Your assignment. All that is wanted is an exact copy of the lines below, starting at the one that contains "Place one dot per instance of the tall" and running to the end.

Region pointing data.
+ + + +

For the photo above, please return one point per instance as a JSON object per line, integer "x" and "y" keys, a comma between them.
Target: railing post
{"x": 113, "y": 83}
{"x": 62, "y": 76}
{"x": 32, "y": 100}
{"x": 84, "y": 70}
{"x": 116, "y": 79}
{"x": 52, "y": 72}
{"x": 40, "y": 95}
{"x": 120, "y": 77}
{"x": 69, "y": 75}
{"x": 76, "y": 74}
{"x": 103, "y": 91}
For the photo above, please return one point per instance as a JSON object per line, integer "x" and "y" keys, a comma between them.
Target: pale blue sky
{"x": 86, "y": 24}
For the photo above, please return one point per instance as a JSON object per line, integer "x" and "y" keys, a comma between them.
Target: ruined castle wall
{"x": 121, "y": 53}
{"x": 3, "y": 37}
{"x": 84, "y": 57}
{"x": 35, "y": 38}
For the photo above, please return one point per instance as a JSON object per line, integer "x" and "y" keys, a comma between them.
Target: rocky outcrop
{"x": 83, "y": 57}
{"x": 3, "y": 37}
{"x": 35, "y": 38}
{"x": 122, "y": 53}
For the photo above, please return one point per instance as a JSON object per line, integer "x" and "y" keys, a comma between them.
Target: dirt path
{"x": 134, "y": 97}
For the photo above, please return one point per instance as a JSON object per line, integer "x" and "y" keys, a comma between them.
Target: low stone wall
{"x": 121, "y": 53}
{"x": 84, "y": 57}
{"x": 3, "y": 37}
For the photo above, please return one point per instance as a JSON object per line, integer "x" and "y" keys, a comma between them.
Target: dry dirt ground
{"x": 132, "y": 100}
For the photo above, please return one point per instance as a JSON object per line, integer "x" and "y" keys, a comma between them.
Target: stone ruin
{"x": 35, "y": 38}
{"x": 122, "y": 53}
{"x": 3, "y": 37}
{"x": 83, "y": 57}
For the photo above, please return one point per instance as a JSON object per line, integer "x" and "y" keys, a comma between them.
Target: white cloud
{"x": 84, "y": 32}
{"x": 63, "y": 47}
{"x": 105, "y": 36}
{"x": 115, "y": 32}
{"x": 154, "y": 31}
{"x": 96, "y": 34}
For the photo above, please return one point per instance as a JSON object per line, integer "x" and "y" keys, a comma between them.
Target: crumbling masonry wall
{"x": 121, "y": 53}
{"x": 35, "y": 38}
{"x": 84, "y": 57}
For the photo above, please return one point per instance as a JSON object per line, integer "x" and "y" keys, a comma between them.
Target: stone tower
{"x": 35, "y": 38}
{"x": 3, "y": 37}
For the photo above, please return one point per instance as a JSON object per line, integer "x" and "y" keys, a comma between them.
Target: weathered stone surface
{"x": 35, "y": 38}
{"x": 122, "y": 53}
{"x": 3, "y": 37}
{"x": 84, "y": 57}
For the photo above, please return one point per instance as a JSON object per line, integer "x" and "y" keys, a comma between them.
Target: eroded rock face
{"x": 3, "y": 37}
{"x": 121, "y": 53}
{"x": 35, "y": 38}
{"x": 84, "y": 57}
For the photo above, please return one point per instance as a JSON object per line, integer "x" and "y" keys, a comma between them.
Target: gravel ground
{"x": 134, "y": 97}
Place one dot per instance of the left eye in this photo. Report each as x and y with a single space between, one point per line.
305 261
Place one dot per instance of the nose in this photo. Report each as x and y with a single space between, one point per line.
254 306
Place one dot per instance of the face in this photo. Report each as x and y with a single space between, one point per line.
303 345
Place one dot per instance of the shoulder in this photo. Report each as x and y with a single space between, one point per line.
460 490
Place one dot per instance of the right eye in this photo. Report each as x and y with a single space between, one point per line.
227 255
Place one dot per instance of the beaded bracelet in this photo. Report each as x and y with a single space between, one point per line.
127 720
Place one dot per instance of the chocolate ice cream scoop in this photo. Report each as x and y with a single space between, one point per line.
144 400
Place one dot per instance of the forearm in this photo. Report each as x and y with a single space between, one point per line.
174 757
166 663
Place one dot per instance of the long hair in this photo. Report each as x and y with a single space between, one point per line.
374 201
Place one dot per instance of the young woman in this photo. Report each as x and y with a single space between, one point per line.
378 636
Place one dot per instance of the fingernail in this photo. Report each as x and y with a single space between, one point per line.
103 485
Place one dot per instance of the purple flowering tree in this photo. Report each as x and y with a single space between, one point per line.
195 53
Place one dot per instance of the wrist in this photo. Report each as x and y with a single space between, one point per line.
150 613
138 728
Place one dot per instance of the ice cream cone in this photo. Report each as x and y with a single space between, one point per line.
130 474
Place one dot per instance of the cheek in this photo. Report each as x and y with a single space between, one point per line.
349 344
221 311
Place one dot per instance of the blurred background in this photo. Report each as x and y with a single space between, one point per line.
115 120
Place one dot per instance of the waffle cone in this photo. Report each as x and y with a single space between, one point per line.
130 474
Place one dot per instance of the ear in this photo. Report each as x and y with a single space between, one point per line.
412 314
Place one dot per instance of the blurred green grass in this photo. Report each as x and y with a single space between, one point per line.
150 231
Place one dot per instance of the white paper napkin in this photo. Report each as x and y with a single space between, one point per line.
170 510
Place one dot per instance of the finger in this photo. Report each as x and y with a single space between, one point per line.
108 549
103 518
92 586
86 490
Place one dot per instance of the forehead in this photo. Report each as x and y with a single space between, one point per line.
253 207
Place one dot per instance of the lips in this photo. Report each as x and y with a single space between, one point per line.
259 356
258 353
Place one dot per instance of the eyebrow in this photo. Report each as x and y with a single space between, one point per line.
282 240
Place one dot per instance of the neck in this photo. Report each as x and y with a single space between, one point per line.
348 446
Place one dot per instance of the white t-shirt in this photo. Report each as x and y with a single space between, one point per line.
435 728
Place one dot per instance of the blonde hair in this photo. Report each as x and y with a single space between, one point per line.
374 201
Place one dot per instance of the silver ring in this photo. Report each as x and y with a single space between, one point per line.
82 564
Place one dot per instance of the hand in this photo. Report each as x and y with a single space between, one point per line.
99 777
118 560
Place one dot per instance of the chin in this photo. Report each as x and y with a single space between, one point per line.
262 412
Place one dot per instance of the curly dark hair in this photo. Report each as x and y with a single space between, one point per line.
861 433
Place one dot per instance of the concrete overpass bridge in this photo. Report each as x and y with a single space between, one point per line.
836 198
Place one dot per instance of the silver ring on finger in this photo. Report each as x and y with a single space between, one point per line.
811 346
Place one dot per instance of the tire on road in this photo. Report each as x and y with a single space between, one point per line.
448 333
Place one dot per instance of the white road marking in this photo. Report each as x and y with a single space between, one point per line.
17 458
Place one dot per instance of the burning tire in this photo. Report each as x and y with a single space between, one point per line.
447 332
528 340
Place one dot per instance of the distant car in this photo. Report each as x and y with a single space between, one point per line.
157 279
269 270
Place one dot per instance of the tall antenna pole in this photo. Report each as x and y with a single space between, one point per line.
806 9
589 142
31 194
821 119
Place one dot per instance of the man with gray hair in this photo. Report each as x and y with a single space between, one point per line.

+ + + +

Response to the task.
Place one dot per instance of the tall antenna pole in this photo. Report each as x and y with a single space between, one point per line.
806 9
589 142
31 194
821 119
Place one dot per instance of the man with gray hair in this photo. Report each as x and y with a single space between, one point per line.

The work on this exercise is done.